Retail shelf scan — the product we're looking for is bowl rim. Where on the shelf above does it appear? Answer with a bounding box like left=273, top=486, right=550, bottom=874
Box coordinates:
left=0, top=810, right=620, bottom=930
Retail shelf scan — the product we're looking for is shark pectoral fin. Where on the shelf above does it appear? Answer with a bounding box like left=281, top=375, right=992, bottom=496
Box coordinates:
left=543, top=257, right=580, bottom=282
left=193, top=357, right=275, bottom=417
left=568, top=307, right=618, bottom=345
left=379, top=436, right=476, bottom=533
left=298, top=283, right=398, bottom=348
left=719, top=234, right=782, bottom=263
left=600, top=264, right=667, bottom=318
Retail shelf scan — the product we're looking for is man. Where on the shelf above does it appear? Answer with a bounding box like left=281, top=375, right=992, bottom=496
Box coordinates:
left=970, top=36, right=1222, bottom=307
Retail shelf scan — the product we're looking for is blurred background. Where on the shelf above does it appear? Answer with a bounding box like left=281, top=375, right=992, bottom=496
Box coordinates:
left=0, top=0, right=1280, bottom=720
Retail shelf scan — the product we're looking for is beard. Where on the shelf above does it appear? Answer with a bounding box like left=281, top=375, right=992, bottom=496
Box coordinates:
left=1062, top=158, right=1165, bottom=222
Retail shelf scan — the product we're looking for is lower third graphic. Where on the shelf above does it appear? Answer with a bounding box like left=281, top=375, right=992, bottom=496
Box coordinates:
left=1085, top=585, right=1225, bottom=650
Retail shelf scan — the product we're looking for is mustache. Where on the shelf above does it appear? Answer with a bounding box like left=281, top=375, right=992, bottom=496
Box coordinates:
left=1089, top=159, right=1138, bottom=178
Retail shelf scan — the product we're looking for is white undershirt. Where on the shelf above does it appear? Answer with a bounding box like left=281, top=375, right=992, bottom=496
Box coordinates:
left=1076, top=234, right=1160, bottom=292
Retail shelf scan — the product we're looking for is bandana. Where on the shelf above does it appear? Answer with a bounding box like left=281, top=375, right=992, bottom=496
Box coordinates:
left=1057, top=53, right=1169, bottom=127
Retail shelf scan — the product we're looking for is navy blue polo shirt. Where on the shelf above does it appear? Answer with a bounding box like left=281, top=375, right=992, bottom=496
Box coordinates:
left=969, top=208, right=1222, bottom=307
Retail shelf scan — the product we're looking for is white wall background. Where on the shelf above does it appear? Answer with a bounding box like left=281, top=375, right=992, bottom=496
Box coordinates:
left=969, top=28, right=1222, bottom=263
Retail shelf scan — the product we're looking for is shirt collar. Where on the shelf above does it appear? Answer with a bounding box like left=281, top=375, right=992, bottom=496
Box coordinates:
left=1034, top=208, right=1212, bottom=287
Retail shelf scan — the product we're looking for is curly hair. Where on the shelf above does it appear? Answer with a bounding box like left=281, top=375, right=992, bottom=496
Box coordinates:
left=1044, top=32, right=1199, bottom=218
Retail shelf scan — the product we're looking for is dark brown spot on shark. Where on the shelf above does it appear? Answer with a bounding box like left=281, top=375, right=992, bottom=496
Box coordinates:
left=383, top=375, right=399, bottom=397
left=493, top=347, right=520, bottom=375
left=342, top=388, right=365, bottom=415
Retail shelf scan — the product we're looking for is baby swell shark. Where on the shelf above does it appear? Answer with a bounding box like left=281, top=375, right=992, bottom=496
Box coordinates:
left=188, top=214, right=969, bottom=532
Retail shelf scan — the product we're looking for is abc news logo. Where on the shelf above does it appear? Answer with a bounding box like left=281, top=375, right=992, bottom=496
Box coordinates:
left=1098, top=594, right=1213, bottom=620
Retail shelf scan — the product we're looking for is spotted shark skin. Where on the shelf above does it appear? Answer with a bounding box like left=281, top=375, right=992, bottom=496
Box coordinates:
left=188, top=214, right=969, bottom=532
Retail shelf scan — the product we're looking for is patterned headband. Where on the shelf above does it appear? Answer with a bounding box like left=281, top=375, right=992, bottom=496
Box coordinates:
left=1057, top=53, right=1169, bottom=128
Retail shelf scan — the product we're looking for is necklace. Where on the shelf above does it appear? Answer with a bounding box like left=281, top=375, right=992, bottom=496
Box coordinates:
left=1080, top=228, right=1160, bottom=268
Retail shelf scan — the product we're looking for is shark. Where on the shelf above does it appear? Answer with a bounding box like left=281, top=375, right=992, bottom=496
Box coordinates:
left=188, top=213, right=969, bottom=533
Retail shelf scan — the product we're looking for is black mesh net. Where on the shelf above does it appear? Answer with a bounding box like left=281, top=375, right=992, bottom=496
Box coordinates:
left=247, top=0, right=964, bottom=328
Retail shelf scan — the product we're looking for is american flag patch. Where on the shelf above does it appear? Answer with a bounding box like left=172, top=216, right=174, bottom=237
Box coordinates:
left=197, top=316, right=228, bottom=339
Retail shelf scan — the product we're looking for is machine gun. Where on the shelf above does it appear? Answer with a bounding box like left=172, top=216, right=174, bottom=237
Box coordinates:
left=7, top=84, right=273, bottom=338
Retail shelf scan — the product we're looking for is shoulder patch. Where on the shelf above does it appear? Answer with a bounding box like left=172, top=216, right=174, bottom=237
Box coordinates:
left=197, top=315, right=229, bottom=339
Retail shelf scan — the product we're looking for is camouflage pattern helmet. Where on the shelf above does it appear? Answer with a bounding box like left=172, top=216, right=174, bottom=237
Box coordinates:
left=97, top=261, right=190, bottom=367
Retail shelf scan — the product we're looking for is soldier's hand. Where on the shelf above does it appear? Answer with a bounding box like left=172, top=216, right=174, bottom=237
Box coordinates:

———

Job →
Can you reproduce all of the material above, swapping in "Bounding box" wherever "Box coordinates" occurs and leaving the rest untouched?

Response below →
Retail shelf scan — the product we're looking for is bowl rim. Where on the shelf above does it appear? Answer with a bounding box like left=273, top=486, right=550, bottom=874
Bounding box:
left=0, top=810, right=620, bottom=930
Retail shelf scan — the product we're looking for is shark pectoral fin. Where on the shelf above does it appear? Answer with a bounding box like left=281, top=375, right=992, bottom=496
Bounding box:
left=543, top=257, right=580, bottom=282
left=193, top=357, right=275, bottom=417
left=568, top=307, right=618, bottom=345
left=379, top=436, right=476, bottom=533
left=298, top=283, right=398, bottom=348
left=719, top=234, right=782, bottom=263
left=600, top=264, right=667, bottom=318
Retail shelf scan — the product we're looking for is man. Where on the shelf above does it appear? Answer with a bounding box like left=281, top=375, right=992, bottom=496
Bounding box:
left=970, top=36, right=1222, bottom=307
Retail shelf scan — the product we're looking for is blurred background. Where on the shelf above does it appear? Answer with a bounding box like left=281, top=375, right=992, bottom=496
Bounding box:
left=0, top=0, right=1280, bottom=720
Retail shelf scan — the product we're looking for is beard. Where on the shelf above does it appear? Answer with a bounding box like left=281, top=375, right=992, bottom=496
Bounding box:
left=1062, top=158, right=1165, bottom=222
Retail shelf scan — the product we're looking for is lower third graphic. Where on the shelf above does it appear? Answer with a bounding box like left=281, top=375, right=992, bottom=496
Bounding box:
left=1085, top=585, right=1225, bottom=650
Retail shelf scan — the product we're looking for is mustache. Where on the shelf above does it appear? Answer with a bounding box like left=281, top=375, right=992, bottom=496
Bounding box:
left=1089, top=159, right=1138, bottom=178
Retail shelf scan — the product we're looking for is white undershirt. Where on the shelf above does it appear? Answer with a bounding box like left=281, top=375, right=992, bottom=496
Bounding box:
left=1076, top=234, right=1160, bottom=292
Retail shelf scan — the product we're looking for is bandana. Where on the shelf above does it appear? Answer with a bounding box like left=281, top=375, right=992, bottom=496
Bounding box:
left=1057, top=53, right=1169, bottom=127
Retail shelf scan — the product we're looking for is navy blue polo shirt. Where on the shelf above does it appear? Answer with a bounding box like left=281, top=375, right=992, bottom=496
Bounding box:
left=969, top=208, right=1222, bottom=307
Retail shelf scan — the product we're looking for is white wall background. Where on the shelf above does it appear? Answer with a bounding box like left=281, top=375, right=992, bottom=496
Bounding box:
left=969, top=28, right=1222, bottom=263
Retail shelf scan — the product we're looking for is shirt collar. Where on the shelf above does it appear? Answer with a bounding box like left=281, top=375, right=992, bottom=496
Bounding box:
left=1034, top=208, right=1212, bottom=287
Retail shelf scan — the product we're looking for is curly hair. Where on the shelf above does it appear? Answer with a bounding box like left=281, top=375, right=992, bottom=496
Bounding box:
left=1044, top=32, right=1199, bottom=218
Retail shelf scan — the product we're looking for is dark brown spot on shark. Where on the shelf above does it appear? Answer with a bounding box like left=281, top=375, right=992, bottom=496
Bounding box:
left=383, top=375, right=399, bottom=397
left=493, top=347, right=520, bottom=375
left=342, top=388, right=365, bottom=415
Retail shelf scan — the product we're looking for is baby swell shark. Where on the shelf above does it appear? Answer with a bounding box like left=281, top=375, right=992, bottom=496
Bounding box:
left=188, top=214, right=969, bottom=532
Retail shelf scan — the product we're looking for is abc news logo. Where on the shelf above does it appear? Answer with a bounding box like left=281, top=375, right=992, bottom=496
Bounding box:
left=1098, top=594, right=1213, bottom=620
Retail shelf scan — the product we're looking for is spotted shark skin. Where on the shelf above does it appear? Answer with a bounding box like left=281, top=375, right=992, bottom=496
Bounding box:
left=188, top=214, right=969, bottom=532
Retail shelf scan — the product we're looking for is patterned headband. Where on the shelf above does it appear? Answer with a bounding box like left=281, top=375, right=992, bottom=496
Bounding box:
left=1057, top=53, right=1169, bottom=128
Retail shelf scan — the product we're looking for is necklace. Where on the shelf above does it appear? Answer with a bounding box like left=281, top=375, right=992, bottom=496
Bounding box:
left=1080, top=228, right=1160, bottom=268
Retail shelf scan — the product we're looking for is shark. Where on the shelf above does it appear? Answer with a bounding box like left=281, top=375, right=992, bottom=496
Bounding box:
left=188, top=213, right=969, bottom=533
Retail shelf scan — the product we're looking for is black mesh net. Where on the shelf above does it appear? Answer with a bounding box like left=281, top=375, right=992, bottom=496
Bounding box:
left=247, top=0, right=964, bottom=328
Retail shelf scan — the product we're looking for is american flag patch. Where on the shelf above does it appear? Answer with a bounding box like left=172, top=216, right=174, bottom=237
Bounding box:
left=197, top=316, right=228, bottom=339
Retail shelf scan — the product we're looking for is machine gun. Where on the shelf above does it appear? Answer with a bounding box like left=172, top=216, right=174, bottom=237
Bounding box:
left=7, top=84, right=273, bottom=338
Retail shelf scan — the product we're looking for is shoulder patch. Where on the shelf above does it appear? Answer with a bounding box like left=172, top=216, right=174, bottom=237
Bounding box:
left=197, top=315, right=229, bottom=339
Retail shelf scan — the product we're looking for is camouflage pattern helmet. Where on the shelf above does it appear? Answer with a bounding box like left=172, top=216, right=174, bottom=237
Bounding box:
left=97, top=261, right=190, bottom=367
Retail shelf scan — the product we're looking for is soldier's hand. Where on the shelf above does it appear? Answer with a bounding box like left=172, top=216, right=174, bottom=237
Bounding box:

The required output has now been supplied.